▸ WORK INSTRUCTIONS:
a. For each statement about the sound system passage, answer yes or no, quoting the exact words from the passage that decide it. (i) The DJ can mix from any of five locations. (ii) L-Acoustics speakers serve as stage monitors. (iii) The 600-HP subs hang under stage left and stage right.
b. Quote the sound system passage from "Two 700-HP subs" to "for the center stage.".
c. Write the next part of the sound system passage, beginning after its final sentence.

▸ PASSAGE SHOWN:
— start —
The system permits surround sound configurations ranging from 5.1 up to 7.4, through a collection of 51 Meyer Sound self-powered speakers that hang on a custom i-beam rack system. The sound system offers great flexibility for multiple stage configurations and performances in a variety of musical genres, including jazz, indie rock, punk, blues and contemporary classical. Klimson noted that Masque Sound’s long-standing relationship with Meyer Sound made the speaker selection a logical choice.
Four Meyer M’elodie arrays of four boxes each hang near the front of the main stage along with two M1D arrays, also with four speakers each. A ring of additional M’elodie boxes hangs over the center room stage for performances in the round, with additional audience seating available on the main stage in this configuration.
Two 700-HP subs hang under stage left and stage right, with two 600-HP sub boxes in the rear of the room, beneath each VIP riser, for additional bass when the venue is being used as a dance club.
Five Mix Locations
The DJ can mix from any of five locations: behind the bar, on either VIP riser, on the main corner stage or on the center stage. To save space, the DJ can be mixed directly from a tablet PC, creating more usable floor space for patrons.
Meyer Sound UPJ-1P delay fills can be used as DJ booth monitors or fills for the VIP area. The UPJ-1P fills and MM-4XP compact speakers also provide sound reinforcement during acoustic performances. The MM-4XPs are used as front fills for the center stage.
The versatile UPJs are also used in surround sound applications for rear surround and to mix the band during live performances. “That’s more of a Broadway application for those speakers,” Klimson explained. “You can return reverb sends to the back. It gives the engineers more flexibility.”
By reconfiguring the speakers in any number of ways, the club’s sound engineer has endless options for sound reinforcement.
Additional UPJ-1Ps placed in the bar area help overcome acoustical buildup caused by inconveniently placed structural columns and low-lying ducts. “We overcame the buildup from the architectural features by adding the fills, programmed with the appropriate EQ, time delay and level,” Kotch explained.
L-Acoustics 112XPs and an L-Acoustics SB15P are used as stage monitors.
Processing is accomplished through two Meyer Sound Galileo 616 system processors and six Yamaha DME digital mixing engines. The DME 64 provides EtherSound routing capabilities for inputs and outputs through the other DME processors. Two DME8iES processors handle the two main bars, while a DME4ioES handles the main stage and sub processing for the annex bar. A DME8oES provides loudspeaker processing in the annex bar.
— end —
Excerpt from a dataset
— start —
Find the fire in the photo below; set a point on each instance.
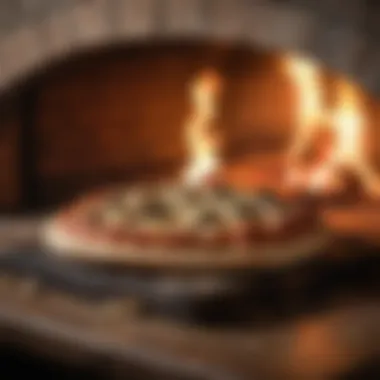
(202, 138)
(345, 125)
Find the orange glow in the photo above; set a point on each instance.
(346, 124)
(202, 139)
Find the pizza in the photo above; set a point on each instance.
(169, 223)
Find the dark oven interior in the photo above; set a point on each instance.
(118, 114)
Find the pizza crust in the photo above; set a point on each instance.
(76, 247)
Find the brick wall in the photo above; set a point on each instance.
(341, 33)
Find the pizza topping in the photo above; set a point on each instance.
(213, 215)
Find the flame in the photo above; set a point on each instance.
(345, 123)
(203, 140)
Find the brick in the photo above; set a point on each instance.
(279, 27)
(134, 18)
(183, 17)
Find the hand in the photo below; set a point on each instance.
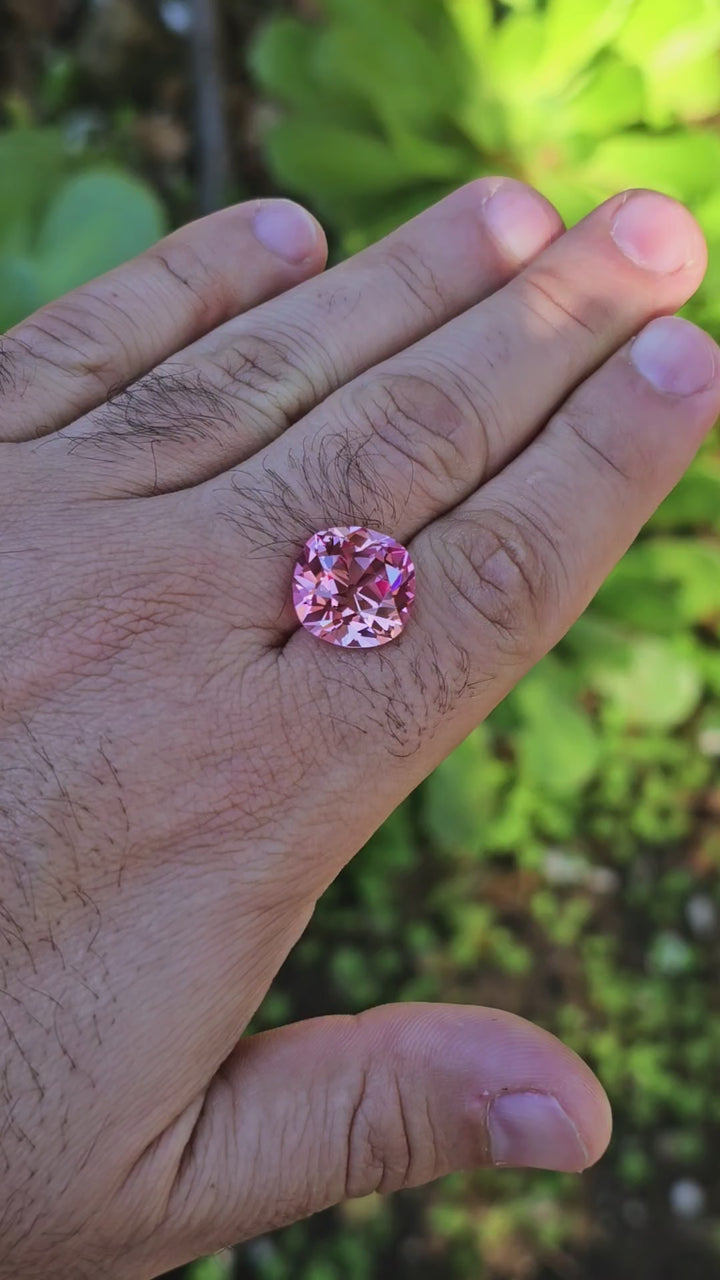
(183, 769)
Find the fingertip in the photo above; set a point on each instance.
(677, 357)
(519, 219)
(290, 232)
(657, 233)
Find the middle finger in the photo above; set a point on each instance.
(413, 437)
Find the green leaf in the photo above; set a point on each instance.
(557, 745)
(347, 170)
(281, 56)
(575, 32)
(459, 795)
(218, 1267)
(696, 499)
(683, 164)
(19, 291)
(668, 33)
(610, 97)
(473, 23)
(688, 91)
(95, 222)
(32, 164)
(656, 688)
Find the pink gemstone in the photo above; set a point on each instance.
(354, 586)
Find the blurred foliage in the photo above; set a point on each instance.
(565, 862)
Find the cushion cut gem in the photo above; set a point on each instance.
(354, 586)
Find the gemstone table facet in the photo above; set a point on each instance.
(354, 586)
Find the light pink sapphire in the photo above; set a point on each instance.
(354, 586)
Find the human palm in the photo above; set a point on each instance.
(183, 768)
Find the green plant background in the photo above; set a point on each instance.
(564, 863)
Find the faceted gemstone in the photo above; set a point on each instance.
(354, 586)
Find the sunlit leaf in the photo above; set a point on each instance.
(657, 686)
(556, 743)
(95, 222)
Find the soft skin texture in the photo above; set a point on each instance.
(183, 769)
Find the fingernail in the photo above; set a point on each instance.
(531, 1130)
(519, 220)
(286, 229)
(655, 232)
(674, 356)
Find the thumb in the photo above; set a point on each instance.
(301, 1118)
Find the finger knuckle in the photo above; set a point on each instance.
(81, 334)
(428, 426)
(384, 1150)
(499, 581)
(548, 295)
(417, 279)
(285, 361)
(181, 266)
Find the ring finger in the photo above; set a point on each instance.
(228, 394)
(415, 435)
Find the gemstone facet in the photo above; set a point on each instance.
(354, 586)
— end —
▸ WRITTEN RESPONSES:
a.
(i) Yes: "The DJ can mix from any of five locations"
(ii) Yes: "L-Acoustics 112XPs and an L-Acoustics SB15P are used as stage monitors."
(iii) No: "Two 700-HP subs hang under stage left and stage right, with two 600-HP sub boxes in the rear of the room"

b.
Two 700-HP subs hang under stage left and stage right, with two 600-HP sub boxes in the rear of the room, beneath each VIP riser, for additional bass when the venue is being used as a dance club.
Five Mix Locations
The DJ can mix from any of five locations: behind the bar, on either VIP riser, on the main corner stage or on the center stage. To save space, the DJ can be mixed directly from a tablet PC, creating more usable floor space for patrons.
Meyer Sound UPJ-1P delay fills can be used as DJ booth monitors or fills for the VIP area. The UPJ-1P fills and MM-4XP compact speakers also provide sound reinforcement during acoustic performances. The MM-4XPs are used as front fills for the center stage.

c.
Klimson said he liked the flexibility provided by the DME systems. Four fader banks in the two main bars allow the bartender to control mute and volume, without worrying about accidentally bumping into additional buttons or inadvertently changing settings. “It’s very user friendly,” Klimson said.
Sources include a Denon CD player, iPod, cable box or programming through the house system.
FOH features a Digidesign Profile Venue Console Mix Rack with 48-in by 16-out. The self-contained desk, with no external rack, helped save precious space in the venue, as did the self-powered speakers and subs. Any of four 14-space equipment racks can be rolled out from the enclosed area beneath the VIP section for maintenance, or rolled to the FOH position for mixing. The DME64 serves as an AES/EBU matrix and self-contained mixing platform through a wireless tablet PC when the console is not being used.
An entire complement of microphones from Shure and Sennheiser, with a few models from AKG, Electro-Voice, beyerdynamic and Neumann, are provided to meet the needs of performers.
Predictably, placing a high-energy nightclub in the center of Greenwich Village required superior sound isolation. WSDG’s experience as a professional audio studio designer came into play, and the company employed several pro studio sound isolation techniques to ensure that the activities inside (Le) Poisson Rouge would not disturb the neighbors.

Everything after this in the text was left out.